小問 1
下に示すエントリのうち、「Target | wooden door」を含む行からエントリの最後の行までを、両端も含めて一字一句変えずに書き写しなさい。

初日は活発なセールスが見られなかったが、多くのギャラリーは国内外のコレクターから多くの問い合わせを受けたという。保守的なグループ展を行うギャラリーが多くあるなか、パリのFitzpatrick Galleryは、あえて一点のみの作品を展示。2019年の第58回ヴェネチア・ビエンナーレにも出展したウルグアイ出身のアーティスト、ジル・マレディの大作絵画《雪の中で戦う猿》(2023)だ。ギャラリーオーナーのロバート・オクダ・フィッツパトリックによれば、6000万円の値がつくこの作品にはすでに美術館や個人コレクターから問い合わせが寄せられているという。
ニューヨークのJack Shainman Galleryも、ナイジェリア系アメリカ人のトイン・オジー・オドゥトラの作品を個展形式で紹介。作品の価格帯は14万5000ドル〜32万5000ドル。ギャラリーのシニア・ディレクターであるジョオンナ・ベロラド=サミュエルズは、「彼女の作品に対する需要が高いので、現時点ではリザーブをとっているだけ。すべての作品の収蔵先をきちんと確認したいからだ」と語っている。

与えられたエントリ
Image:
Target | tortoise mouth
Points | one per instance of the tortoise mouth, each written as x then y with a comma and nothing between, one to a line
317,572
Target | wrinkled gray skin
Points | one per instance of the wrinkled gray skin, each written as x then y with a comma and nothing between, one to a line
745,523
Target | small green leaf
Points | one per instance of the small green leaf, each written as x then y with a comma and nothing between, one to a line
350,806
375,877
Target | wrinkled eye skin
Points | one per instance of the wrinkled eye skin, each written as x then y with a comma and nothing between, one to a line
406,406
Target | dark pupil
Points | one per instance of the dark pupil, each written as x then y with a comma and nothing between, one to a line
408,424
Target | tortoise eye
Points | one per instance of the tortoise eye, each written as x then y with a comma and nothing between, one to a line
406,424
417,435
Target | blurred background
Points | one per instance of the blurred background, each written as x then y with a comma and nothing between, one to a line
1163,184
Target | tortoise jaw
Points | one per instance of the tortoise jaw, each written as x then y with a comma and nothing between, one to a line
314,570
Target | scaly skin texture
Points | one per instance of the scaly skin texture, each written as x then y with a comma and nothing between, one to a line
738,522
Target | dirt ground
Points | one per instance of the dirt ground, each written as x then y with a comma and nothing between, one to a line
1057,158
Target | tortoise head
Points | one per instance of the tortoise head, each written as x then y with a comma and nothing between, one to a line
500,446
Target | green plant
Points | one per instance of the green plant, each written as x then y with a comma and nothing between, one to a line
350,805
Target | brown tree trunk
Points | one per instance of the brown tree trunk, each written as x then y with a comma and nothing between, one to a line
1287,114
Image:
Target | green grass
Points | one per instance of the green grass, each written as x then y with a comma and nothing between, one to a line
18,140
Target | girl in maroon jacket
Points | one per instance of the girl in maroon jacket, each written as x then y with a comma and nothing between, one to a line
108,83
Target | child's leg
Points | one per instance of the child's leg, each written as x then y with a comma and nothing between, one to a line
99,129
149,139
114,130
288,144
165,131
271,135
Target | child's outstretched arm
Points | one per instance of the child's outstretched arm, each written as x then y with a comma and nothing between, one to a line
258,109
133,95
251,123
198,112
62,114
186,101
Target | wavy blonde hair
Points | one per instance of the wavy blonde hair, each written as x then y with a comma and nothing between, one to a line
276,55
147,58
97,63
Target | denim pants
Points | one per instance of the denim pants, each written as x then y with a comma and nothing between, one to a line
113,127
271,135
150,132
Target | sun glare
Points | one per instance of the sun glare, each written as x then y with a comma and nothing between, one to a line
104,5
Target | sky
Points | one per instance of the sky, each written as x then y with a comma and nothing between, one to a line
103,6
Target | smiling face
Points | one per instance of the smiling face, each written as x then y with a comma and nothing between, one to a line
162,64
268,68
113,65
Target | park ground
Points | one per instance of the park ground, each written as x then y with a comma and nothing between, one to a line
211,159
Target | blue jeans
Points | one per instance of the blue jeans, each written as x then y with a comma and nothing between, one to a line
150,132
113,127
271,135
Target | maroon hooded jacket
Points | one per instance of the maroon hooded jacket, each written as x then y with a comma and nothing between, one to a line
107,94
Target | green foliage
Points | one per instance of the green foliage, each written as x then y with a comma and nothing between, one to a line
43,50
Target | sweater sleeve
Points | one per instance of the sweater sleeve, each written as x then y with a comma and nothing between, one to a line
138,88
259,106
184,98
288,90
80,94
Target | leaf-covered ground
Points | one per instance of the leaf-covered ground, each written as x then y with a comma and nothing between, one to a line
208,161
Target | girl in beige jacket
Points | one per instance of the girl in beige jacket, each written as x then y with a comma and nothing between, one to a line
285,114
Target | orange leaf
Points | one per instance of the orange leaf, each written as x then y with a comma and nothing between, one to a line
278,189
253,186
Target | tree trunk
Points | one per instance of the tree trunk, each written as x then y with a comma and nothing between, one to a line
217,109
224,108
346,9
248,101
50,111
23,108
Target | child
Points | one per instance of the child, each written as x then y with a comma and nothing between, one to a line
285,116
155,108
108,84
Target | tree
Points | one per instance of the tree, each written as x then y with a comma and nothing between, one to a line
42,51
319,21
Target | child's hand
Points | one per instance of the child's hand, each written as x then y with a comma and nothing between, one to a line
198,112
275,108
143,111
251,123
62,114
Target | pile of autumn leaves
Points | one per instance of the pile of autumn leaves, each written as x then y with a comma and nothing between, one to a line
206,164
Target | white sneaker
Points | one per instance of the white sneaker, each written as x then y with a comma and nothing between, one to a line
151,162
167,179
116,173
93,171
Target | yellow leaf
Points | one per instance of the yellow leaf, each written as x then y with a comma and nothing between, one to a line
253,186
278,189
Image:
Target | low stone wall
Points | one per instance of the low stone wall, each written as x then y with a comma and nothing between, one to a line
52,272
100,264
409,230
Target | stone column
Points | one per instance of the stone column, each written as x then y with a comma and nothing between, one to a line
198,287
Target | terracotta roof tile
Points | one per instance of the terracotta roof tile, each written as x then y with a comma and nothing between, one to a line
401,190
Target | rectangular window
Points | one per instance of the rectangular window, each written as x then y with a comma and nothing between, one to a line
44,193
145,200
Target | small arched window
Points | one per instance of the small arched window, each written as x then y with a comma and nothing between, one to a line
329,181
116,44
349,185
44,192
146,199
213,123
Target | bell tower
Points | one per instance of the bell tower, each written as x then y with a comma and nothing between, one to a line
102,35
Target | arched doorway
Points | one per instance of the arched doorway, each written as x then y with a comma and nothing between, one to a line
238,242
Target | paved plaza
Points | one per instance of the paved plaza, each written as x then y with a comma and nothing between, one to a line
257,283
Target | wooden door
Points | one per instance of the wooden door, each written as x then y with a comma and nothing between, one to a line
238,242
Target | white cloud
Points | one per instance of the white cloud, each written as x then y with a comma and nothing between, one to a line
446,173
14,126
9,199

小問 2
上のアートフェアのギャラリー出展に関する文章を引き継ぎ、最後の文の後から続きを書きなさい。

記述解答 1
Target | wooden door
Points | one per instance of the wooden door, each written as x then y with a comma and nothing between, one to a line
238,242
Target | white cloud
Points | one per instance of the white cloud, each written as x then y with a comma and nothing between, one to a line
446,173
14,126
9,199

記述解答 2
開幕前はフェアの成功を疑問視する声も多かったが、初日の雰囲気はポジティブだった。ギャラリー関係者からは「予想以上に多くの海外コレクターに出会えた」という声も聞こえた。フェアのセレクションコミッティのひとりでBlum & Poeの共同創設者であるティム・ブラムは、今後のフェア成功の鍵になるのはより多くの「シリアスなギャラリー」に出展してもらうことだとしている。
レンフリューも「ここ(東京)には大きな可能性があると思う」と楽観的な見方を示しつつ、次のような期待を寄せている。「この1週間が終わるころには、確かな売り上げがあり、本当に良いコネクションができ、日本にいることを楽しんでもらえたら」。